Given problem 1: Report each line in the rows below that contains the string "black".

Supplied passage:
Pets


Pets? What is there to talk about them? You either have them or you don't. If you have them, it belongs to you and you're its master (or mistress; excuse the expression). I don't have any for this very reason. I personally feel animals should never have been domesticated and I think having pets is objectifying them. I think animals should be allowed to exist, without stupid humans interfering in their lives. Before you fly off the handle, hold on, and let me explain:

Once upon a time, when I was about 7 or so (all the good things in life happened to me when I was 7), I had a lot of pets. I had a lot of lovebirds, hanging suspended in a cage. And then I had a lot of fish (or fishes, since there were many kinds) in an aquarium. One night, we heard the birds screaming and we woke up to see what was up. The cage was completely covered by a blanket of African ants (you know, those big black ones). There must've been millions of them---it was an amazing sight! I guess their plan must've been to attack the birds. In any case, we splashed water on the cage to drive the ants away, but it was a tad too late: all but one of the birds died in the next couple of days and I let the last survivor go free, even though I'm quite sure it would've died as well since it wasn't used to surviving in the wild.

Now the fish: one day when I came back from school I noticed all my fish lying flat on the floor and my little cousin, who must've been around 3 then, wandering around with a ladle in his hand hitting things at random (it really is too bad he didn't cut himself on the broken glass and bleed to death or something). I cried. My aunt and mom were in the other room talking away while all of this happened.

I had mice too, but I couldn't bear to see them running around in their little cage without any freedom, and so I let them go as well. I have since then had a couple of "natural" pets, where, once in a while, an animal (not necessarily the same one) comes to where I am and I give it food or talk to it or whatever.

I realised though that my attempts at responsibility (and I was responsible, because had I not put them in a cage or an aquarium, they wouldn't have died) for their lives and existence had failed miserably. Never again will I undertake that responsibility. Those pets are not sentient beings (this is what I believe). They don't know they're even gonna die. Considering the fact that I am a sentient being, I should do everything in my power to make sure they stay alive. And keeping them "prisoner", in a cage or aquarium, isn't the way to do it. I don't get mad at people having pets, and I realise some people goto great lengths to make pets a part of their human family; I just don't believe in having them personally.

Source records:
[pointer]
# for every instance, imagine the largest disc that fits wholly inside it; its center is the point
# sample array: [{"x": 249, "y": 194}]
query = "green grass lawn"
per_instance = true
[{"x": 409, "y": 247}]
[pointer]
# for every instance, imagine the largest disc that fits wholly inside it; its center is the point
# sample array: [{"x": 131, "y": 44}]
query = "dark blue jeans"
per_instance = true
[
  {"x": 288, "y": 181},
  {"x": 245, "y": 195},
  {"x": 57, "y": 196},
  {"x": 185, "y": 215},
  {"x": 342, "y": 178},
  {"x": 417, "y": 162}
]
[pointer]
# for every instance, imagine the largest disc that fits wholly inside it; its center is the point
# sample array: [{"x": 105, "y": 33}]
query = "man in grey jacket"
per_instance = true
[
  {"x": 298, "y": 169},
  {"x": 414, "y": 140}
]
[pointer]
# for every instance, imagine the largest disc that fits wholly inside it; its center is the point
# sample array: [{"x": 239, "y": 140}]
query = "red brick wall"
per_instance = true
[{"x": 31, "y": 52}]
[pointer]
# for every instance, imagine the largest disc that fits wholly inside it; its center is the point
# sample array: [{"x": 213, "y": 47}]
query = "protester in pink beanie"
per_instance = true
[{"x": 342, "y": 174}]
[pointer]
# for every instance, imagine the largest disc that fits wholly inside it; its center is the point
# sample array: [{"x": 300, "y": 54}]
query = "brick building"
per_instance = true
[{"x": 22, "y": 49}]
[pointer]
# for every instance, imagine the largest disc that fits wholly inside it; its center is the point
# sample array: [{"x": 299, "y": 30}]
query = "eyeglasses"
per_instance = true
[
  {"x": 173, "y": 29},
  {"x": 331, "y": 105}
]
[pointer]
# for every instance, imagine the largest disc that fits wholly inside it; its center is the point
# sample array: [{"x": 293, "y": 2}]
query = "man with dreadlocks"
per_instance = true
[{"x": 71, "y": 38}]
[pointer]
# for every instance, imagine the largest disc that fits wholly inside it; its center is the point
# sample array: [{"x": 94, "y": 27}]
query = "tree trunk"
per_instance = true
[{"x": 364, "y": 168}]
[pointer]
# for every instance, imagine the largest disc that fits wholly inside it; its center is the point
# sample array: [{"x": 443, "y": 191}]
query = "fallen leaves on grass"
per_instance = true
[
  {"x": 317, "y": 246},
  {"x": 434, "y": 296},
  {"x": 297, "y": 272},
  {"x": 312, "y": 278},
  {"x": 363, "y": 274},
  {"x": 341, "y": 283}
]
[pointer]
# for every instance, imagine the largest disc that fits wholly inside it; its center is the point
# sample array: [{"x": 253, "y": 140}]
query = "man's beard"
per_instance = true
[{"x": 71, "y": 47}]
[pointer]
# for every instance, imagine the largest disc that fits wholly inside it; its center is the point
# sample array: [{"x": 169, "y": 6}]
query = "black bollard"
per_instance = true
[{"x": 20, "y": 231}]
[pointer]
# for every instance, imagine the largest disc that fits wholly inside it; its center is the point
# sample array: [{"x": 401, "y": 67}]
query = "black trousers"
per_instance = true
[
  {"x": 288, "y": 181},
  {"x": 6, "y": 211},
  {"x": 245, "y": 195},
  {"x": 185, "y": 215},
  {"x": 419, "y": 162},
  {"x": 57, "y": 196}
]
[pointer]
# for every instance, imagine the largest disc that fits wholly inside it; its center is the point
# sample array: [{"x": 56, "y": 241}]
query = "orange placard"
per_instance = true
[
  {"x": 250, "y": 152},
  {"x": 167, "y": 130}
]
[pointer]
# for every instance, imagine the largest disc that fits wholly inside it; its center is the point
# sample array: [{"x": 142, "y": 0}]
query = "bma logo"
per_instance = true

Given problem 2:
Answer these questions from the pets essay above:
(a) What covered the lovebirds' cage the night the birds were heard screaming?
(b) What was the little cousin carrying when the fish were found lying on the floor?
(c) Why did the writer let the mice go?

Full response 1:
query = "black bollard"
query = "black trousers"

Full response 2:
(a) A blanket of African ants.
(b) A ladle.
(c) The writer couldn't bear to see them running around in their little cage without any freedom.